Recorded data —
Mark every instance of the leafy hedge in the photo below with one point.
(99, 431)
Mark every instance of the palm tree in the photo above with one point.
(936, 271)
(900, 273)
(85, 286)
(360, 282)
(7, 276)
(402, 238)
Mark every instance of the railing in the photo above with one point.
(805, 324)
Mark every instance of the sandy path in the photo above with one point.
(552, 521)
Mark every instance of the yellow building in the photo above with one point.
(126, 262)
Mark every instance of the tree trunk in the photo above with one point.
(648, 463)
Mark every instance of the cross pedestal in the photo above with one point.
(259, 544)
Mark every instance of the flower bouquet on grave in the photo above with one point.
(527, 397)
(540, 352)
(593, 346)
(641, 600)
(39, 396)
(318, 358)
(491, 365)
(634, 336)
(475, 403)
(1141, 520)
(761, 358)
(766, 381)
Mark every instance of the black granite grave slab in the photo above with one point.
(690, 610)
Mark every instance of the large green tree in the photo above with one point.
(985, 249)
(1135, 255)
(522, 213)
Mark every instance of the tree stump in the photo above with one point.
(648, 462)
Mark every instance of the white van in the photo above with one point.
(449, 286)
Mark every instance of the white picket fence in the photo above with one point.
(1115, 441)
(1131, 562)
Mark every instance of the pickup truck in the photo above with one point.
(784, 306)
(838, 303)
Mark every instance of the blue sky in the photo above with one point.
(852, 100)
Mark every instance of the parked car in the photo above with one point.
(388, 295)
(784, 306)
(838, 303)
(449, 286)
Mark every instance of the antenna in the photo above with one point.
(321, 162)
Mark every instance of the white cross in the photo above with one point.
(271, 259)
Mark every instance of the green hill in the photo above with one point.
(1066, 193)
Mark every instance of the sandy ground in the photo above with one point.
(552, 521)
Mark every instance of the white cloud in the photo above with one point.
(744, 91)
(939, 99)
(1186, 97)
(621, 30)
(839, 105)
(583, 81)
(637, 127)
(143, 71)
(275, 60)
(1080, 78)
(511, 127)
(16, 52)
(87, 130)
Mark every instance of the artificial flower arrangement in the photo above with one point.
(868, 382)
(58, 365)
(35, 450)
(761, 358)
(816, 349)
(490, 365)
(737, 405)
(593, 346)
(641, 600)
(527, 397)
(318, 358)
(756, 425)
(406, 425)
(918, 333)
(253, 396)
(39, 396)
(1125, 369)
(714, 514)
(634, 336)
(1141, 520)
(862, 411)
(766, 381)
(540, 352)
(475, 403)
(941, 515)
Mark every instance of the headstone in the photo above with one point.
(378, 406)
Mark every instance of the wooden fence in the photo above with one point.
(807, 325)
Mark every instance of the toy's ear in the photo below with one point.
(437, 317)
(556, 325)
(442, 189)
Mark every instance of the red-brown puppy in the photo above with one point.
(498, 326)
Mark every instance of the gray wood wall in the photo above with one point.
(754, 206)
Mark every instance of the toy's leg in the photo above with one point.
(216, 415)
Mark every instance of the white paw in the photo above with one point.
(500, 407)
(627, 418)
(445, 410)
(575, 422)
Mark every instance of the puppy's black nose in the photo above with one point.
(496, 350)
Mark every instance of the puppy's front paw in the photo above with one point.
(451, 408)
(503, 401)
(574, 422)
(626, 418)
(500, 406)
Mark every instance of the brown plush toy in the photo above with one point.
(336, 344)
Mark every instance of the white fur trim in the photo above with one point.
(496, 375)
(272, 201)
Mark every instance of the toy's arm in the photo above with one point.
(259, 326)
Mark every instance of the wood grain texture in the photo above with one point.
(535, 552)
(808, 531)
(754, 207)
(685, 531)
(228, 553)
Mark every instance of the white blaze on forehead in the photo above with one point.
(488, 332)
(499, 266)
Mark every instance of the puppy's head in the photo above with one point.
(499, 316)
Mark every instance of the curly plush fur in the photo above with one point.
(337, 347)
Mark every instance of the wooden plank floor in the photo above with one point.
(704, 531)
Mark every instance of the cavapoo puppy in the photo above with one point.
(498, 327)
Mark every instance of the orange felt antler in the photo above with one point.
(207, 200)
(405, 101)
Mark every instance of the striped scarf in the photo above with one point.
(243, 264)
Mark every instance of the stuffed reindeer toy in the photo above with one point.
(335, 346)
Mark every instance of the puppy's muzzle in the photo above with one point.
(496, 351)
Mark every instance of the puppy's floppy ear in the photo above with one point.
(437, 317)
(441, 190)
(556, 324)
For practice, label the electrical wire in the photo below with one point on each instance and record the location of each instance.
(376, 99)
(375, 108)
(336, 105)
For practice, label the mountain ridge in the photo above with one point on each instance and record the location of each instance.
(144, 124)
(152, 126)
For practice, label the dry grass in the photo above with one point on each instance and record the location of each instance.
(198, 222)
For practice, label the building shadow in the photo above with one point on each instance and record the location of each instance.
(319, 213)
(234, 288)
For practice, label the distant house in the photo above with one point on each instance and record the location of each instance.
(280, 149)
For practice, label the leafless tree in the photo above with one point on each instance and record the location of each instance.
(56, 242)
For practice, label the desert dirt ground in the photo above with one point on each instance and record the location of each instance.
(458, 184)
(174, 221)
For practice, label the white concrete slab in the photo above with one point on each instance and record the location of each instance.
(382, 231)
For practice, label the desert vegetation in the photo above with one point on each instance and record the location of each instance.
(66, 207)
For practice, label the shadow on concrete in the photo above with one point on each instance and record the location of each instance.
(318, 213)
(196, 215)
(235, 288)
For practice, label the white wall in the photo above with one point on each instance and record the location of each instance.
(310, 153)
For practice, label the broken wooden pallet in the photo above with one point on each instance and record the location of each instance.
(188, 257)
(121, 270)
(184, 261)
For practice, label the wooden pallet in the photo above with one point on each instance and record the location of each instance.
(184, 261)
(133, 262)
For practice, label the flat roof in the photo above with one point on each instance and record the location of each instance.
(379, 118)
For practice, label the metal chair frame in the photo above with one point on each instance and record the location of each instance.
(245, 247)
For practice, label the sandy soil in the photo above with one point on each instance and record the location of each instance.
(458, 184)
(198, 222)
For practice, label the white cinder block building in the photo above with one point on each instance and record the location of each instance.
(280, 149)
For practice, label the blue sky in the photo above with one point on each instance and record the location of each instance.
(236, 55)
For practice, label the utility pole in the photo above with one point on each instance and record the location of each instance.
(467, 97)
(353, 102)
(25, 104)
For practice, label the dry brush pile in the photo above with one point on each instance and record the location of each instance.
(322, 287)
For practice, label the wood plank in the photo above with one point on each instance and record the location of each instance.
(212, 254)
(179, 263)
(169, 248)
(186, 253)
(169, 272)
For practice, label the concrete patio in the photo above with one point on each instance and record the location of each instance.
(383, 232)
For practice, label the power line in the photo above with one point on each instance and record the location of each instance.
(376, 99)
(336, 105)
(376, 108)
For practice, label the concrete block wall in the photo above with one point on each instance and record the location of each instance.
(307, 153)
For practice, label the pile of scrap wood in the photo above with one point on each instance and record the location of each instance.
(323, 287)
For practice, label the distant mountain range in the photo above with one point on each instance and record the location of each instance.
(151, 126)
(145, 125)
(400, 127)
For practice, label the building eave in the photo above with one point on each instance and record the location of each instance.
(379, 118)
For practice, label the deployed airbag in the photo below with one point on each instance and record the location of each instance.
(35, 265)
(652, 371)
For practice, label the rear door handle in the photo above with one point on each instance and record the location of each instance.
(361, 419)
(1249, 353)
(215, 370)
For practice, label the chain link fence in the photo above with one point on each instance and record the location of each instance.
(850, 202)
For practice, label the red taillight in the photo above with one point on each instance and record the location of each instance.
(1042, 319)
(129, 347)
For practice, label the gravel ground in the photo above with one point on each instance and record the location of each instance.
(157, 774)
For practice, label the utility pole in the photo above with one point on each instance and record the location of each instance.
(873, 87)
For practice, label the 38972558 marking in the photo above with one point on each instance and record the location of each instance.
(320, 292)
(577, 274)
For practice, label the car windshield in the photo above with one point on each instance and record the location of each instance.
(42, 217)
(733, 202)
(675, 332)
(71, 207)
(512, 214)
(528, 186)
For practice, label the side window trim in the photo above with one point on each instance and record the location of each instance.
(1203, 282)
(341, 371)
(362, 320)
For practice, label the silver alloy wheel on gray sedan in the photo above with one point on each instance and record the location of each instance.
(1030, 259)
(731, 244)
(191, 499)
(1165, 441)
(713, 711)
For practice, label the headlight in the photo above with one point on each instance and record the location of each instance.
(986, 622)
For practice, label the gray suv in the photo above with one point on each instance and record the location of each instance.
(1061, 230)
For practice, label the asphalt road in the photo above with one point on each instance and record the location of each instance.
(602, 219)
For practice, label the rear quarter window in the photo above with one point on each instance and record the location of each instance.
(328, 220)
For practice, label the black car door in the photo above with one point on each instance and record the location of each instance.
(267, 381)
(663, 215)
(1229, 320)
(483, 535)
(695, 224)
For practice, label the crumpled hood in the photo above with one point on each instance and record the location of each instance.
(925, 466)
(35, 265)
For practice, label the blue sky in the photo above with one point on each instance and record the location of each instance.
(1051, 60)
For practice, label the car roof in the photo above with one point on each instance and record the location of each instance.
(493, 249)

Directions for this task — Please rewrite the records from the line that contains "For practice, label the crumpled" through the end of the records, changing "blue sky" to "clear sky" and keeping everything else the same. Give only those lines.

Answer to this problem —
For practice, label the crumpled hood in the photo above with one point on each instance and record the location of each instance.
(925, 466)
(35, 265)
For practice, label the clear sky in the photo above with one point on each instance and record the location of each instance.
(1051, 60)
For practice, label the car roof in the photo above with one point on each instance and record the location of each instance.
(493, 249)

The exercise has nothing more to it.